Extracted data entries
○ ○ ○ ○ ○
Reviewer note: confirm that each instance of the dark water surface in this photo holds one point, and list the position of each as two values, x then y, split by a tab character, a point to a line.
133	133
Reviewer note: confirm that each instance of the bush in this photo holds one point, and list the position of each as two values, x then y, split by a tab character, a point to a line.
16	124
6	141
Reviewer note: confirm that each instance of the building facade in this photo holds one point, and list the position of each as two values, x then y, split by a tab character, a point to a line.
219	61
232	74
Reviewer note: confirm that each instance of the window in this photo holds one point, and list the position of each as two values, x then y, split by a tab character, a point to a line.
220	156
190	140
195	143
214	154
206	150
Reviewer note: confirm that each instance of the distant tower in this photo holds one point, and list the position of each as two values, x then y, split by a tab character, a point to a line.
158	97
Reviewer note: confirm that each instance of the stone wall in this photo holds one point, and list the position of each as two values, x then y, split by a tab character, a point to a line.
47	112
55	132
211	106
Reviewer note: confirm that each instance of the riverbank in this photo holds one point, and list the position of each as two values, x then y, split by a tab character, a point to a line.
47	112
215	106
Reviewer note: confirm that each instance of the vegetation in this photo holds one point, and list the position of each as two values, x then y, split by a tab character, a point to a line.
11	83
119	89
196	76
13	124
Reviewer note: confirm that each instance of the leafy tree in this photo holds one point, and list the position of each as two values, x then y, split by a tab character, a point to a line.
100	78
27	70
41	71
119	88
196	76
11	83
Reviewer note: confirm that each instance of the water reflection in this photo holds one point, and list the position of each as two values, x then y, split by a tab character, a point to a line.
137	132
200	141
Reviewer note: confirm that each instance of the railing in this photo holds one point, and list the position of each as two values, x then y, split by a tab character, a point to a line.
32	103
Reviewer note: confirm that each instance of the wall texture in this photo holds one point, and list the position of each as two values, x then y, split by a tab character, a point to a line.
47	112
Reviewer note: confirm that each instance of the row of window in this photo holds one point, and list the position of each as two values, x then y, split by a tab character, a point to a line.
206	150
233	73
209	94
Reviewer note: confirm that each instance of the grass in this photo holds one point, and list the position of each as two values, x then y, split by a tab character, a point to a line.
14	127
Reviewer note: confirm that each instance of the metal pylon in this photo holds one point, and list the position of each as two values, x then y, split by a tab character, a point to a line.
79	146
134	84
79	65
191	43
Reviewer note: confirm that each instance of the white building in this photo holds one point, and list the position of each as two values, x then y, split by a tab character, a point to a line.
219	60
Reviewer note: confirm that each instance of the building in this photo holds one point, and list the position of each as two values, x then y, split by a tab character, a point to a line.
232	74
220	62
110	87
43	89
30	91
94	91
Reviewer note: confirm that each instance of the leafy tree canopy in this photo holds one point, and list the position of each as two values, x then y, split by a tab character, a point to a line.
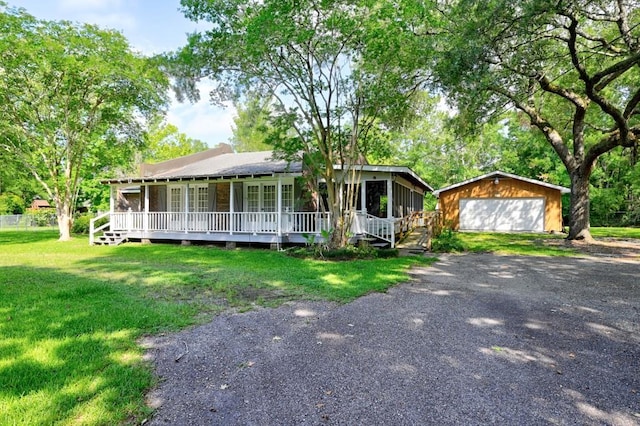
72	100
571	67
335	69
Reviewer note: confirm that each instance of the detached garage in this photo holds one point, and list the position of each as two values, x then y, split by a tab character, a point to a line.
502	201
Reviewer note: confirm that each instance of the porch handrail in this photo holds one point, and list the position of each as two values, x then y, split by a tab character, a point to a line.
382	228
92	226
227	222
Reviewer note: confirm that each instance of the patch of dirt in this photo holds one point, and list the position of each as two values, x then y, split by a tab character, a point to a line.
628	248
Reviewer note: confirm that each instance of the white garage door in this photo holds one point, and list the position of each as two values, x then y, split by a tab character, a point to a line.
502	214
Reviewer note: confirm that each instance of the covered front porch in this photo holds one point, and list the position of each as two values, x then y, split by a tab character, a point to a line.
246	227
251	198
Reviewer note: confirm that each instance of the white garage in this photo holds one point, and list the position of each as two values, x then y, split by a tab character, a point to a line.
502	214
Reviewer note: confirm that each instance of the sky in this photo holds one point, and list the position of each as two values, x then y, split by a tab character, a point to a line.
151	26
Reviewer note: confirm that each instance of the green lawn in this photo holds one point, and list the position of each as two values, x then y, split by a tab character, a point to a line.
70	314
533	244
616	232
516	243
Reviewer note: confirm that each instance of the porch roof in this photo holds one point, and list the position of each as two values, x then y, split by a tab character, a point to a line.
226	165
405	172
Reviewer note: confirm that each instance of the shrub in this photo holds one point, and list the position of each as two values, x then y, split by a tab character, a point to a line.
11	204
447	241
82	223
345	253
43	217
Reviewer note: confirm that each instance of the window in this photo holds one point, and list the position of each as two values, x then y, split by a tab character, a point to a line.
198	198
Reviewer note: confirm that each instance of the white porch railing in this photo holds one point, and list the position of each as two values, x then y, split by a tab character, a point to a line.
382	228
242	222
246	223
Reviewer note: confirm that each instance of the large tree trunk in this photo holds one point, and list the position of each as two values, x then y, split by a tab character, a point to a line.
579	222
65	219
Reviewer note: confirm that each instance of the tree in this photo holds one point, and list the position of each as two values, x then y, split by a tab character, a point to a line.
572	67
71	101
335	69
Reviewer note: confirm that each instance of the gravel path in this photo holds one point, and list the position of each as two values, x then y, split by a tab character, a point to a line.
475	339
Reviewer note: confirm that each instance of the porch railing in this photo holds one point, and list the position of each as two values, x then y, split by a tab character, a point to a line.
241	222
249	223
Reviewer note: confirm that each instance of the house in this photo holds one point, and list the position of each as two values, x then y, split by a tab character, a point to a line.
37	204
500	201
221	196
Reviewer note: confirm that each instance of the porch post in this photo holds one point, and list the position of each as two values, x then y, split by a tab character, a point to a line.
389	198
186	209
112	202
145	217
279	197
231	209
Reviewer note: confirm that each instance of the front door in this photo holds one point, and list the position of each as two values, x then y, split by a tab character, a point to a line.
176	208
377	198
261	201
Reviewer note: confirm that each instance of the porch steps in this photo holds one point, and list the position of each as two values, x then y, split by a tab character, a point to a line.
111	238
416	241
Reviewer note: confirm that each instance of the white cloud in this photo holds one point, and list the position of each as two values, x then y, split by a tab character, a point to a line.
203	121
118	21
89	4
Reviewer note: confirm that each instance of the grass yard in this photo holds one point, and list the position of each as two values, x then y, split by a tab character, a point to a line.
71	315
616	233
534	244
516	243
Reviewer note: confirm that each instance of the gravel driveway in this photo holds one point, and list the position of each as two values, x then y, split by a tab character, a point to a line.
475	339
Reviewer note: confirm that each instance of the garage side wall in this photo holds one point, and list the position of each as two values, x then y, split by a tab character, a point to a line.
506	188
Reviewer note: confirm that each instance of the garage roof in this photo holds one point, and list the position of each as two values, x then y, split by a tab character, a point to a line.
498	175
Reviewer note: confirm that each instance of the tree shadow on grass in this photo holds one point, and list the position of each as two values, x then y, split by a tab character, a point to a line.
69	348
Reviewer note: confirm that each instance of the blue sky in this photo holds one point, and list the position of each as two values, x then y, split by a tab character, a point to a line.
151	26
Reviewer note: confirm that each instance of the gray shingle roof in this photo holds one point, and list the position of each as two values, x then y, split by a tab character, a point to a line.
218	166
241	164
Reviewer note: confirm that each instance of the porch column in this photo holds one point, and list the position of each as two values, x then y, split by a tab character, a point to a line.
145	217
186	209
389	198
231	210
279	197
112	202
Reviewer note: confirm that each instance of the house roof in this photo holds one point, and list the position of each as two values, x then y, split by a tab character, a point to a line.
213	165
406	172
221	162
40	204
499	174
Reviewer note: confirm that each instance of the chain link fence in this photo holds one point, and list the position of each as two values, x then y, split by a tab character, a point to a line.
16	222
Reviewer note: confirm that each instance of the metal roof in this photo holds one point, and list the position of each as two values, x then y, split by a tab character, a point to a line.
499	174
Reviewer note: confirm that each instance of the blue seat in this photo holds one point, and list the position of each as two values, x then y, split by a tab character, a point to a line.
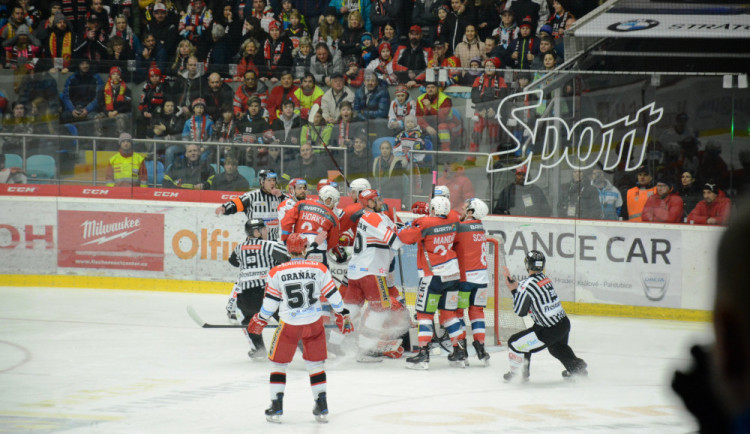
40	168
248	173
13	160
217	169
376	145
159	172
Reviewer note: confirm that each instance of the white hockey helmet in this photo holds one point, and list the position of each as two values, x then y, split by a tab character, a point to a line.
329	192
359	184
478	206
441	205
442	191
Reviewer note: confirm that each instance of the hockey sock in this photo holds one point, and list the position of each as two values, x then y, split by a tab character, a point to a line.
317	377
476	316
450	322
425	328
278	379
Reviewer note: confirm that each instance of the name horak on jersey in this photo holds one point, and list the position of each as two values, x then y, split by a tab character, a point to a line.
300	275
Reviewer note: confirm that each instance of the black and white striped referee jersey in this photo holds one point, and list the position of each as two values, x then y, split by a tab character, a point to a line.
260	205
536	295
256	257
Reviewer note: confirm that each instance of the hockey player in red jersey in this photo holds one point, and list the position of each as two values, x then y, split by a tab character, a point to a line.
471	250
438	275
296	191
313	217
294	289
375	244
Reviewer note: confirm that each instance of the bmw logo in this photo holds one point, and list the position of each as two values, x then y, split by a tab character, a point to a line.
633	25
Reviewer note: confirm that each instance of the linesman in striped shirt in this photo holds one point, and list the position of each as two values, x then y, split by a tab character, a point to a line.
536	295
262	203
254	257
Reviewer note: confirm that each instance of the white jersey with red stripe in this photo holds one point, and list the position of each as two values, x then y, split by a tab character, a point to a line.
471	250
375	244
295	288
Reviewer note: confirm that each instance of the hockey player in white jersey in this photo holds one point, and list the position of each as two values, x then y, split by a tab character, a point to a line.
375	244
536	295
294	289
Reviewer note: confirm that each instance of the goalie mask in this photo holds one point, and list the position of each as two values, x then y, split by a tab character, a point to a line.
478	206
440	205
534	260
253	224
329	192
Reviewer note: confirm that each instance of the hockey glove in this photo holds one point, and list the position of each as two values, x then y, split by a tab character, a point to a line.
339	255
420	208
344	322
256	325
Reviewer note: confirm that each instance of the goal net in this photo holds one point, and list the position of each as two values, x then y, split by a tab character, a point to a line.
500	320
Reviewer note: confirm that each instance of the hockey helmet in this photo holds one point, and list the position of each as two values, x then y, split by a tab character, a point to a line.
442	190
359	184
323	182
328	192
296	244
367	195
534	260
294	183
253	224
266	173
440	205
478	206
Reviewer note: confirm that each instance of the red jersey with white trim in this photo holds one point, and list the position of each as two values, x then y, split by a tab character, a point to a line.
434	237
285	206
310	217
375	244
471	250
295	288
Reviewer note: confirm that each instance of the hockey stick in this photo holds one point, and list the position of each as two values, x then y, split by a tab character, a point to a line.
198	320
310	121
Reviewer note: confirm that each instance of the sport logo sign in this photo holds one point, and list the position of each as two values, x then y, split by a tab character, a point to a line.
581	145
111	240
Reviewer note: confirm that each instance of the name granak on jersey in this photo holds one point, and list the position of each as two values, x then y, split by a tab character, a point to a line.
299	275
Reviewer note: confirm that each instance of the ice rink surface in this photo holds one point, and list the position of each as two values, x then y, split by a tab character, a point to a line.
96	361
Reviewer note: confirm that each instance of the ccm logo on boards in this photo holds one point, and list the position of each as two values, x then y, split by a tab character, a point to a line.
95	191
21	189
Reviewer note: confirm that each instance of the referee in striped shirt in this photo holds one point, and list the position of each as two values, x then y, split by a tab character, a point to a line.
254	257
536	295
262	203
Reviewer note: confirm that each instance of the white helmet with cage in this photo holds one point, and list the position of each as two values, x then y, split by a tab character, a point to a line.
○ ○ ○ ○ ○
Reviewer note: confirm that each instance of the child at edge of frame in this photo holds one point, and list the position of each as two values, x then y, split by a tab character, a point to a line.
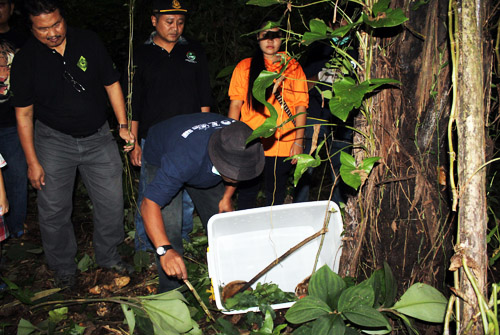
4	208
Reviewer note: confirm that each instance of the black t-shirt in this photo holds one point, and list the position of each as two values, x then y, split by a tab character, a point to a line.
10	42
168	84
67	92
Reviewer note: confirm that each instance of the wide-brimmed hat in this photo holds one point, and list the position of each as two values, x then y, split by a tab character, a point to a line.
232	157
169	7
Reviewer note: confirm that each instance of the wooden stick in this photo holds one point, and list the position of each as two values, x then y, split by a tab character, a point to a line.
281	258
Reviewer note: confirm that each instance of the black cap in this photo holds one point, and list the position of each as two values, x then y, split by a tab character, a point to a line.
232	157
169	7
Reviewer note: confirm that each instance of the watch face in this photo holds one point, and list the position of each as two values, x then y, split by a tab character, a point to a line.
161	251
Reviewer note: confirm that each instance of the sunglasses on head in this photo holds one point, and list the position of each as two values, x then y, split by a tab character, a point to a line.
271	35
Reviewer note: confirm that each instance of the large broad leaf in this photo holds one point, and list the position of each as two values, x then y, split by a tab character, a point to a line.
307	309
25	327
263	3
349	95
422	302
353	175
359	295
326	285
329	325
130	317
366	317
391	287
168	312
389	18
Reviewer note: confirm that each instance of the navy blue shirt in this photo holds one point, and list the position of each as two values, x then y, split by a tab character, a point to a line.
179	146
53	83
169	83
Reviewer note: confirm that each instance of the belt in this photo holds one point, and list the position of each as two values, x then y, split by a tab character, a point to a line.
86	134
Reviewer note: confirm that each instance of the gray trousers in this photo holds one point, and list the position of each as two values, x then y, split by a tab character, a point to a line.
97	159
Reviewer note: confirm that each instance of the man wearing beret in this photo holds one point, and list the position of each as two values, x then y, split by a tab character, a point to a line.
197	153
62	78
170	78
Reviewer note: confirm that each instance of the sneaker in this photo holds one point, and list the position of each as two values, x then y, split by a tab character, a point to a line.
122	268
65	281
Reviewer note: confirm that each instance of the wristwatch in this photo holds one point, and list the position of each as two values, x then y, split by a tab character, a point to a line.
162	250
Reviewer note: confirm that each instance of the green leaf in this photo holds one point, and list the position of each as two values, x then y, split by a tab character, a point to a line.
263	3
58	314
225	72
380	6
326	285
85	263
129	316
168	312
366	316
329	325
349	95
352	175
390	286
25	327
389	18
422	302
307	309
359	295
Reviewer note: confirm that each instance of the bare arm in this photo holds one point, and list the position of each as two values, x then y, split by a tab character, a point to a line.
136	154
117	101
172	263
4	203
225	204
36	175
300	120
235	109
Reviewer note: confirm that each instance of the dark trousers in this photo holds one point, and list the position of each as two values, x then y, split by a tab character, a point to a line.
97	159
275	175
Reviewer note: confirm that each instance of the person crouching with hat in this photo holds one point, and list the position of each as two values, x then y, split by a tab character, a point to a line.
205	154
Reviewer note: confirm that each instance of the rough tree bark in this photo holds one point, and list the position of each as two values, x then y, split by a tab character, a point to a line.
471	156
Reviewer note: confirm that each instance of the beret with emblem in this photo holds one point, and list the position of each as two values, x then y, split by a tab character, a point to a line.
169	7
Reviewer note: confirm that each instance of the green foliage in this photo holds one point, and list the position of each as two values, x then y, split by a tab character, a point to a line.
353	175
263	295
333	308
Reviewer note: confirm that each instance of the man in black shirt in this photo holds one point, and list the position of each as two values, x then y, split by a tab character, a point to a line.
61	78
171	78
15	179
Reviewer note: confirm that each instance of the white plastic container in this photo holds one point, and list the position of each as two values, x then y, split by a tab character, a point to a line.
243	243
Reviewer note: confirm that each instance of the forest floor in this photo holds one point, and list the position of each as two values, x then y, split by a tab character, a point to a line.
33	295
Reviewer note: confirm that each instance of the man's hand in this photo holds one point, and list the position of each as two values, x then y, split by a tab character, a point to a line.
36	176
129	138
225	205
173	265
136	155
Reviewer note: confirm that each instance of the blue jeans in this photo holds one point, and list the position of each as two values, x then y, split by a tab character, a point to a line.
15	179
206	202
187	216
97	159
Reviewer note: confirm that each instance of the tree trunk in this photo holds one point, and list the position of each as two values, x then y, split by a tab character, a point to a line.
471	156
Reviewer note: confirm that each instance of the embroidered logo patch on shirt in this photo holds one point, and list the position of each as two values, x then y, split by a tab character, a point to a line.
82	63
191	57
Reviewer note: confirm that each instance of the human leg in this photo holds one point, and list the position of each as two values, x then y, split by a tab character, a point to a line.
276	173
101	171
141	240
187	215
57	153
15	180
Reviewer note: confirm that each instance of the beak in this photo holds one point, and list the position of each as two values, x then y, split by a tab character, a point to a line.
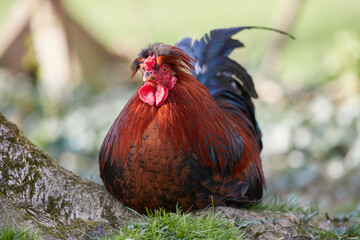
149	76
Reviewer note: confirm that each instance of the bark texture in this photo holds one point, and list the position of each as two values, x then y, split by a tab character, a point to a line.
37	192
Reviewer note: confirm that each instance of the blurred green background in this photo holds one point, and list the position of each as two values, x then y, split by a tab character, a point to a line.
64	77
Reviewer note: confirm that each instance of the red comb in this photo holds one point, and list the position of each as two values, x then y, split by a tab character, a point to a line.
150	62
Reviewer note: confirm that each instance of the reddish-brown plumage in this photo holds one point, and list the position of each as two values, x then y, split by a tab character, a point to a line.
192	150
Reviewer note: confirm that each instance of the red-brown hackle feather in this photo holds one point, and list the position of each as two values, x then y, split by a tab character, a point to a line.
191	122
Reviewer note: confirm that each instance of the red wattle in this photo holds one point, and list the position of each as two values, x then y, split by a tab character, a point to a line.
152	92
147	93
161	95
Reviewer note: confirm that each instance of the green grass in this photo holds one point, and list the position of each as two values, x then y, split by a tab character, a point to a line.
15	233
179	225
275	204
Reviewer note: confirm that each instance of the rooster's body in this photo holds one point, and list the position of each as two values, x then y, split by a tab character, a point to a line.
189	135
○ ○ ○ ○ ○
• [Task to carry out]:
Filter the material above so that only the lines containing the string "helmet" remain, treating uppercase and lowercase as different.

• [Response to this task]:
Reviewer note: confirm that each instance of the white hockey helmet in this photo holds one point, and list the position of each as two values, x then y, split by a tab character, a point to a line.
Reviewer note: confirm that each instance of the hockey helmet in this photo holds one point, and list the position of each as two values, x then y, split by a tab character, a point to a line.
Reviewer note: confirm that each instance of the white helmet with cage in this photo holds one point, and list the position of each as two values, x then y, split by a tab character, a point to a line.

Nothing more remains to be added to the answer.